*The task:*
Print what the records say exactly, and omit the pictures.

*Records provided:*
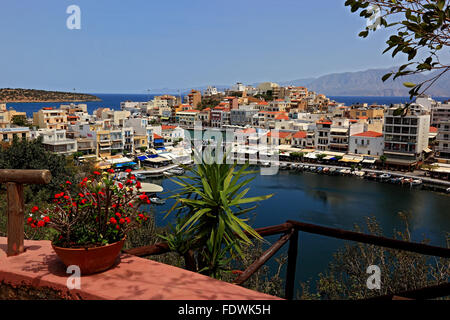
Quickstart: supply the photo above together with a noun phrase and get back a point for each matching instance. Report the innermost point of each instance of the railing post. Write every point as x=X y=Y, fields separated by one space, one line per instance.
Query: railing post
x=15 y=179
x=291 y=267
x=15 y=218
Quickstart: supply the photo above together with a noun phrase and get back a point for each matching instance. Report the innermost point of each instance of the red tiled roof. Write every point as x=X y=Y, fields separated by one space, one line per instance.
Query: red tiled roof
x=279 y=134
x=282 y=117
x=299 y=135
x=369 y=134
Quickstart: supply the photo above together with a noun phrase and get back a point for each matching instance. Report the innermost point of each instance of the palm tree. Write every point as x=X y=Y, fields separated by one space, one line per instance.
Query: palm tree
x=210 y=215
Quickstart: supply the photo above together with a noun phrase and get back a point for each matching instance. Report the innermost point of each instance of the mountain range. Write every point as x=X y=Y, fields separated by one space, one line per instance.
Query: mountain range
x=360 y=83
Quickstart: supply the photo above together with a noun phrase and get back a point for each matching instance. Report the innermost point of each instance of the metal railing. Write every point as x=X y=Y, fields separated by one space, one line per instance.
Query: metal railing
x=289 y=233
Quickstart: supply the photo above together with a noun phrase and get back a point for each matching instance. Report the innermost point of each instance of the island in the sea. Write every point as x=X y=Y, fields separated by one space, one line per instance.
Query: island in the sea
x=32 y=95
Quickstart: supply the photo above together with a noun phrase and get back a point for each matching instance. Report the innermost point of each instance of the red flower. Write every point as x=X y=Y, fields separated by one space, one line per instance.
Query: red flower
x=143 y=196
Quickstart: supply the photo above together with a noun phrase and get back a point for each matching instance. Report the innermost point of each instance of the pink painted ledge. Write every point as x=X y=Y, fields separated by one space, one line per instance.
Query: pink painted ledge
x=133 y=278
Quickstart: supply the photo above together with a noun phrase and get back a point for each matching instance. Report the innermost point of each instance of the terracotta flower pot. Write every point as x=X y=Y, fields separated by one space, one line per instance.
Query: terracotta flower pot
x=90 y=260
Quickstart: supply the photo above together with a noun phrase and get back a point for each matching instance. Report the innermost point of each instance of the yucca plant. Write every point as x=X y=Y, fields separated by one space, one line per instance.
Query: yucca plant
x=210 y=213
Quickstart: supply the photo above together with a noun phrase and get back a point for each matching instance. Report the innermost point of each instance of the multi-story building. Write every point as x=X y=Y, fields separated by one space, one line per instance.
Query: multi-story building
x=49 y=118
x=243 y=115
x=367 y=143
x=442 y=150
x=194 y=98
x=6 y=116
x=7 y=134
x=56 y=141
x=406 y=136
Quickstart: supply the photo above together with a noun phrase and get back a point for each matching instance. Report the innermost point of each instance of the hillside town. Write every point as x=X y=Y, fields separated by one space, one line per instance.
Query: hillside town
x=295 y=121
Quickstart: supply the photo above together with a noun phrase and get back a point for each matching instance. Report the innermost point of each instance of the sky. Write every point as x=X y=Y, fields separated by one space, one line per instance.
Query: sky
x=131 y=46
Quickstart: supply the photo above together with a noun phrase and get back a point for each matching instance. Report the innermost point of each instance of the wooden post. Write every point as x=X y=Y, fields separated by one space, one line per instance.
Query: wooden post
x=14 y=180
x=291 y=267
x=15 y=218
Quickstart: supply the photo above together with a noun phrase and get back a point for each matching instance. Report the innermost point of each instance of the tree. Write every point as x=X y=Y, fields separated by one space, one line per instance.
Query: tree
x=209 y=209
x=401 y=270
x=423 y=30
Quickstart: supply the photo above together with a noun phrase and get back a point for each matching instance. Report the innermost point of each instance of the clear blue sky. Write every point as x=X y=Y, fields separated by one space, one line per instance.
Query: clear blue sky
x=129 y=46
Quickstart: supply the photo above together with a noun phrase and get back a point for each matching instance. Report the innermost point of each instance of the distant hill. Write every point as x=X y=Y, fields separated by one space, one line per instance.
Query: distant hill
x=368 y=83
x=32 y=95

*Answer space:*
Quickstart: supply the photo above together with a noun phrase and get back a point for each matching instance. Report the innermost point of each instance of the railing post. Write every point as x=X y=Y, fields separated by one space, one line per instance.
Query: railing post
x=15 y=179
x=291 y=267
x=15 y=218
Quickstart: supply the photo above together with a noun phrase and get back a point for each matching instance. Report the innermost point of each instance of the red tiled roof. Write every point as x=X y=Y, fields separated by one space, one line per instance.
Query: red tiled roof
x=279 y=134
x=282 y=117
x=299 y=135
x=369 y=134
Quickstart: supply the photo above together with a noun phrase and get back a point for each matching instance. Report the innermost point of each instance of the palm tree. Write every point as x=X y=Y, fields separated by one space, one line per instance.
Query: palm tree
x=210 y=215
Quickstart: supply the photo above together with a noun phrase and get back a point for each matching instance. Report the innermost point of each instance of the mountain range. Write every point as x=X y=Y, fields separated by one space, one line per instance.
Query: mountain range
x=360 y=83
Quickstart: supply the photo above together with a noun phrase and get back a point for each matching instance. Report the innermost point of each instance of the metal railing. Write every point as x=X y=Y, fields separated by one space, one line per instance.
Query: metal railing
x=289 y=233
Quickstart: supply the photo above together with a noun phrase and get back a point for each matching instance. Report the innermost point of each instance of the island in the sea. Write every point as x=X y=Y, fields separated by one space, one line per instance.
Query: island in the sea
x=32 y=95
Quickstart: supply the photo above together with a noun phrase and get back a point for each matching instance. Report the innermost point of each instance of the red flower. Write every point as x=X y=Y, fields separated by one space, one line per instance.
Query: red flower
x=143 y=196
Quickstart: supply the photo above together with a noun phrase and get back a point for each matching instance. Report the innermost point of each instance of the pink painted ledge. Write every point as x=X y=Y, fields separated by one space, one line per instance.
Query: pink painted ledge
x=133 y=278
Quickstart: supply the photo above together with a noun phrase and get back a point for each matching instance. Report the innermost point of each instance of the terracotta flower pot. Write every point as x=X y=Y, fields separated by one space, one line per instance.
Query: terracotta flower pot
x=90 y=260
Quickstart: supply the photo above together with a noun phrase and get back a point for each matching instance. Report the innermost point of each instance of the yucca plant. Write every point as x=X y=Y, fields separated by one space, one line per instance.
Query: yucca plant
x=210 y=213
Quickstart: supply the photo above together with a noun phrase and get back a point for each matching instance. Report the innermost point of each instance of the multi-story building. Write every point as x=X y=Y, fields separated by one space, one line per instance.
Query: multi-story building
x=49 y=118
x=243 y=115
x=367 y=143
x=442 y=150
x=194 y=98
x=6 y=116
x=7 y=134
x=56 y=141
x=406 y=136
Quickstart: supply the photo above together with a noun phrase and get back a point for each matching instance. Report the innermost point of each instance of the hillside town. Write every point as x=X y=Y, fields separated by one space, one line per instance.
Query: hillside town
x=295 y=121
Quickstart: supply the photo above together with a noun phrase and get back a point for each matching instance. Report the innermost point of each instance of the sky. Write every point as x=X y=Y, fields separated by one space, one line per instance.
Query: sky
x=131 y=46
Quickstart: supply the photo above together with a noun phrase and get back a point for each matching instance. Report the innermost point of each instance of the wooden post. Write every point as x=X y=Y, fields separated by one space, one line per instance.
Query: wooden post
x=14 y=180
x=291 y=267
x=15 y=218
Quickstart: supply the photo above together with a noun phrase and get back a point for each matching instance. Report the innermost point of each instance of the tree. Write every point as x=X y=Y, fields separated by one space, one line per instance.
Query: tree
x=209 y=209
x=401 y=270
x=423 y=30
Quickstart: supply the photo above together with a noun phrase and get back a point for each matching instance. Report the innermost point of each instance of the clear blue sky. Write every point as x=X y=Y, fields separated by one space, one line per instance.
Query: clear blue sky
x=129 y=46
Quickstart: supply the photo above together with a noun phrase and get back a point for each matching instance. Report the innermost point of each instance of the distant hill. Write every point as x=X y=Y, fields separated by one space, one line per instance.
Query: distant hill
x=368 y=83
x=32 y=95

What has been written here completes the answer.